▶ Activity:
Exclude the pictures. Transcribe exactly, and only, the lines from the one holding "woman's nose, placing" to the end of the material below.

▶ Dataset excerpts:
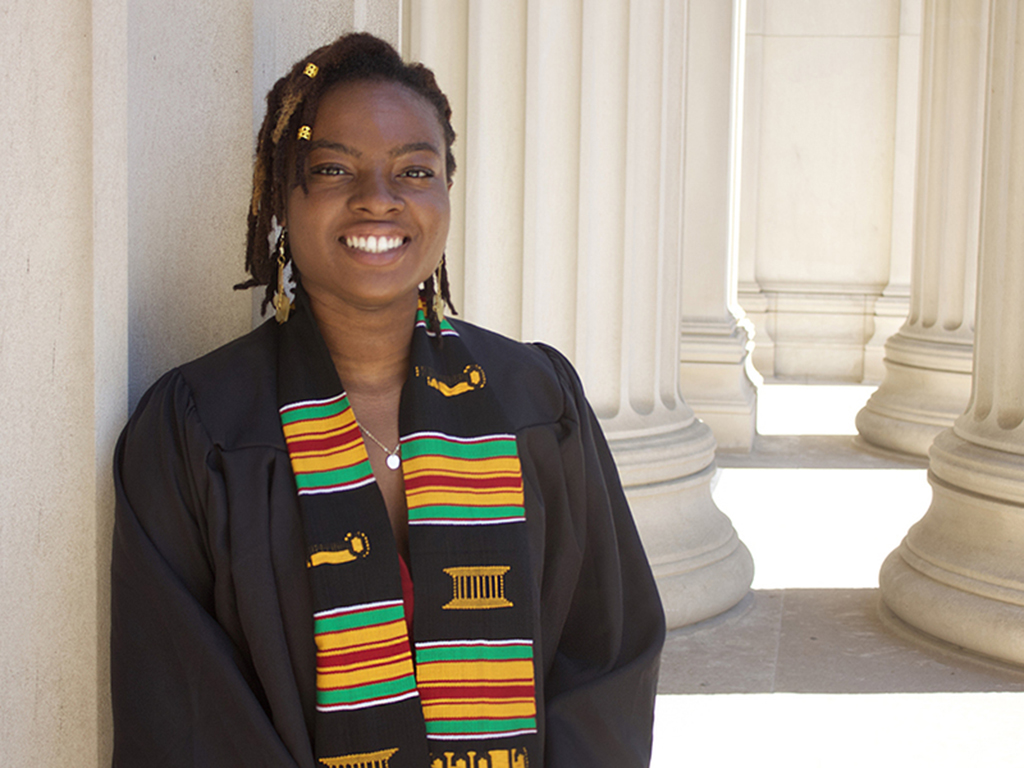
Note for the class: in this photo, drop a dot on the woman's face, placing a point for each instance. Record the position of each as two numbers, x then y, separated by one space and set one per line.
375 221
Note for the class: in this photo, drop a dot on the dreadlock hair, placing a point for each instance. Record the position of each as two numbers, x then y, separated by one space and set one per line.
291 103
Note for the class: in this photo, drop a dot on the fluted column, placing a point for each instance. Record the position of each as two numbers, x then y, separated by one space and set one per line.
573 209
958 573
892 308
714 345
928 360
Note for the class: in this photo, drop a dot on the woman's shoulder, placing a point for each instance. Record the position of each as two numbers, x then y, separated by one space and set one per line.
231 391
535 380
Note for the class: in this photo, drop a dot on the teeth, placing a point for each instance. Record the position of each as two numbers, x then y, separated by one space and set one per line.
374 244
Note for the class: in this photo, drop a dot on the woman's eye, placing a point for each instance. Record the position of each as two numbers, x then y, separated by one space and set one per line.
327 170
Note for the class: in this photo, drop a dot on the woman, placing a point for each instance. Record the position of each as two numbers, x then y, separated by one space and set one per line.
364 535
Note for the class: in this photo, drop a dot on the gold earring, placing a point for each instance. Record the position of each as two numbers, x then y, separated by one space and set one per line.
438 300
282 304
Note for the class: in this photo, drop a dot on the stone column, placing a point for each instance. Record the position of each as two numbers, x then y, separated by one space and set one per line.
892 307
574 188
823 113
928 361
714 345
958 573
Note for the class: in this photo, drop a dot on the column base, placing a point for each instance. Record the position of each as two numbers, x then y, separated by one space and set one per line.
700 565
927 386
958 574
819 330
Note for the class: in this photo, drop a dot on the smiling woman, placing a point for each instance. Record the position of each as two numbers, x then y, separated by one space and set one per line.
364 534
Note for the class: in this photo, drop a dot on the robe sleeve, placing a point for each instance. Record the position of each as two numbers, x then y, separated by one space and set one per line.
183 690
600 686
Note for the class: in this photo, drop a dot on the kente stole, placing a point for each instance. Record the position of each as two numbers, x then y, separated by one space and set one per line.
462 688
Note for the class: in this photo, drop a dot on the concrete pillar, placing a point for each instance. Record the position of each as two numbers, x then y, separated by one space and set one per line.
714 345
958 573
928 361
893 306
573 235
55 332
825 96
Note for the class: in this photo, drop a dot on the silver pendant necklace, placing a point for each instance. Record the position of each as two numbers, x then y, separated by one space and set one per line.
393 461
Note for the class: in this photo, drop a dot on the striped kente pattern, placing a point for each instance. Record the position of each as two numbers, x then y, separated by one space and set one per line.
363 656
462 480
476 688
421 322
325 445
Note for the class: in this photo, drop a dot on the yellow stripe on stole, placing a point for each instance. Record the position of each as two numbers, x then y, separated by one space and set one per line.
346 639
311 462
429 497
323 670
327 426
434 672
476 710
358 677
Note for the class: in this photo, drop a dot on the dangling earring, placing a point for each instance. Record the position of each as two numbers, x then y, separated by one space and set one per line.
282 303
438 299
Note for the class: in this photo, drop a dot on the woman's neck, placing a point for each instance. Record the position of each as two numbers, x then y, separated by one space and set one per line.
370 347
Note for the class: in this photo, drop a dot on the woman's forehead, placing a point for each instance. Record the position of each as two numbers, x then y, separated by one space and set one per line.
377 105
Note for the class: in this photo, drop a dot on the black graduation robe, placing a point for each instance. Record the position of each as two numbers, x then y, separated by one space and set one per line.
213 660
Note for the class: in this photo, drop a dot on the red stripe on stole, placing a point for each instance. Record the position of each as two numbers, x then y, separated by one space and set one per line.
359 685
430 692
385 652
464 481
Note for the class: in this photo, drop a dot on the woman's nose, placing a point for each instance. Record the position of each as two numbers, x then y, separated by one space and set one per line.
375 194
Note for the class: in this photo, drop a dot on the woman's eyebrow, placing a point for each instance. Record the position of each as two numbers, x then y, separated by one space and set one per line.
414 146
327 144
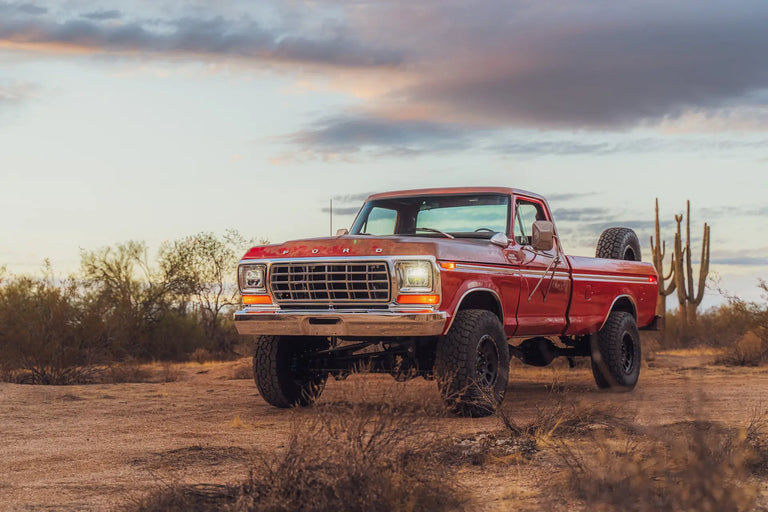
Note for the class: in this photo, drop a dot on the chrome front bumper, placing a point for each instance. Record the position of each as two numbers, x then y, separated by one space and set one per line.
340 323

▶ Exercise result:
Note for the class: in this photo, drop a dot on the woman's nose, placing a point for each instance. Record the position of each as two numbers, x then y, separated by one space and set one per line.
375 194
Note for the class: in this photo, drop a dot on the woman's eyebrow, placing a point for each instance. Record the position of each as two numbers, x then y, separated by one space and set one per line.
414 146
327 144
Note for the class: in this photo, drop a dot on the chrome front bumper, placing a point for each instance. Record the position of each as two numbers, x then y, separated by one space and set one per line.
340 323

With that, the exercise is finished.